Тем не мене, ни эпистолярные источники, ни критические эссе, в которых современники давали своей эпохе оценки, иногда лестные, не могут исчерпать всех возможных источников. Чтобы найти место интересующей нас эпохе художественной жизни в истории, необходимо исходить из каких-то методологических критериев. Когда-то М. Эпштейн пытался логику развития русской литературы систематизировать, усматривая в каждом столетии четыре фазы (функциональную, моральную, религиозную и эстетическую) [432, с. 157]. Искусство рубежа XIX–XX веков менее всего соответствует начавшим активизироваться в эпоху «шестидесятников» XIX века функциональным установкам, которые такую значимость приобретут с 20-х годов.
Искусство рубежа XIX–XX веков – это искусство специфического периода, которое можно было бы назвать искусством эпохи «оттепели», понимая под ней разложение в российской истории империи, аналогичное тому, что произойдет спустя столетие, в хрущевскую эпоху, когда имеет место уже разложение большевистской империи. Констатируемое нами исключение В. Паперным первой в истории русской культуры оттепели из поля внимания не позволило ему сделать еще более интересные наблюдения, чем сделанные им в его книге. Кстати, именно так, т. е. как оттепель современниками А. Блока и М. Врубеля воспринималась эпоха Серебряного века, что, собственно, и позволяет уточнить применяемую В. Паперным к искусству XX века схему, включая искусство Серебряного века в то, что исследователь называет культурой Один.
Так, в статье «О причинах упадка и о новых течениях современной русской литературы» Д. Мережковский констатировал: «Мы живем в странное время, похожее на оттепель» [211, с. 137]. Такое же восприятие времени было характерно и для З. Гиппиус. Описывая связанные с поражением в Японии манифестациями на улицах Петербурга, забастовками, она замечает: интеллигенция переживает «весну» [95, кн. 2, с. 247].
Атмосферу этой оттепели более подробно описал в своей книге «Когда начальство ушло» В. Розанов. Само название книги уже вскрывает смысл периода, называемого оттепелью. На первых страницах этой книги В. Розанов по-своему расшифровывает смысл оттепели в российской истории. «Для меня несомненно, – пишет он – что исчезновение «начальства», таяние его как снега под солнцем… вернее – перед весною… начинается и всегда начнется по мере возрождения в человеке благородства, чистоты и невинности. Это – тот огонь, в котором плавятся все оковы» [270, с. 8]. Но раз начальство уходит, то в соответствии с логикой В. Паперного в обществе начинается растекание людей в пространстве и упраздняется социальная иерархия. Это обстоятельство начинает определять направленность художественного процесса.
====
**Письменные задания**
a – Запишите дословно из фрагмента об оттепели всё, начиная со слов «Атмосферу этой оттепели» и заканчивая словами «направленность художественного процесса.».
b – Какие фазы, по словам фрагмента об оттепели, М. Эпштейн усматривал в каждом столетии развития русской литературы?
c – Продолжите фрагмент об оттепели, начав сразу после его последнего предложения.
Приведенные далее строки здесь никак не используются.

**Данные**
====
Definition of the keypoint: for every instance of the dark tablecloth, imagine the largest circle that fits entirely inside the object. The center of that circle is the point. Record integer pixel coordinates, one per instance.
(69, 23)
====
**Ответы по порядку**
a –
Атмосферу этой оттепели более подробно описал в своей книге «Когда начальство ушло» В. Розанов. Само название книги уже вскрывает смысл периода, называемого оттепелью. На первых страницах этой книги В. Розанов по-своему расшифровывает смысл оттепели в российской истории. «Для меня несомненно, – пишет он – что исчезновение «начальства», таяние его как снега под солнцем… вернее – перед весною… начинается и всегда начнется по мере возрождения в человеке благородства, чистоты и невинности. Это – тот огонь, в котором плавятся все оковы» [270, с. 8]. Но раз начальство уходит, то в соответствии с логикой В. Паперного в обществе начинается растекание людей в пространстве и упраздняется социальная иерархия. Это обстоятельство начинает определять направленность художественного процесса.

b – Функциональную, моральную, религиозную и эстетическую.

c –
Смысл оттепели в эту эпоху, как и вообще всякой оттепели, не важно, имеется ли в виду александровская эпоха (рубеж XVIII–XIX веков) или поздняя эпоха хрущевская, заключается в понижении роли государства, а значит, и бюрократии и в активизации общественной стихии. Но именно это и происходило в интересующую нас эпоху, когда «начальство ушло». Может быть, неприятие государственности по-настоящему прозвучало лишь в произведениях и публицистике Л. Толстого.
Когда М. Эпштейн говорит об оттепели 60-х годов XX века, он говорит, что она началась с возрождением сентиментализма, а значит, романтизма, ведь сентиментализм явился предвосхищением романтизма. Это справедливо, ведь романтики разбудили в России славянофилов. Но, собственно, славянофилы и есть романтики. Совершенно не случайно в эпоху «шестидесятников» XX века тоже возродились и начали распространяться славянофильские настроения. А. Янов, например, рассматривал А. Солженицына именно в этом контексте [439, с. 153]. Но вспышка славянофильства сопровождала и оттепель на рубеже XIX–XX веков [307, с. 136].
Уже это свидетельствовало о втором пришествии романтизма. Ведь что такое символизм, во многом определивший искусство Серебряного века, как не новый романтизм, как не продолжение традиции романтизма, возвращение к ней? Активизация романтизма развертывается каждый раз, как только начинает ощущаться кризис модерна, тот самый кризис, реальность которого уже в последних десятилетиях XX века ощущал Ф. Ницше, прогнозируя возможное последующее развитие культуры и рождение нового человека.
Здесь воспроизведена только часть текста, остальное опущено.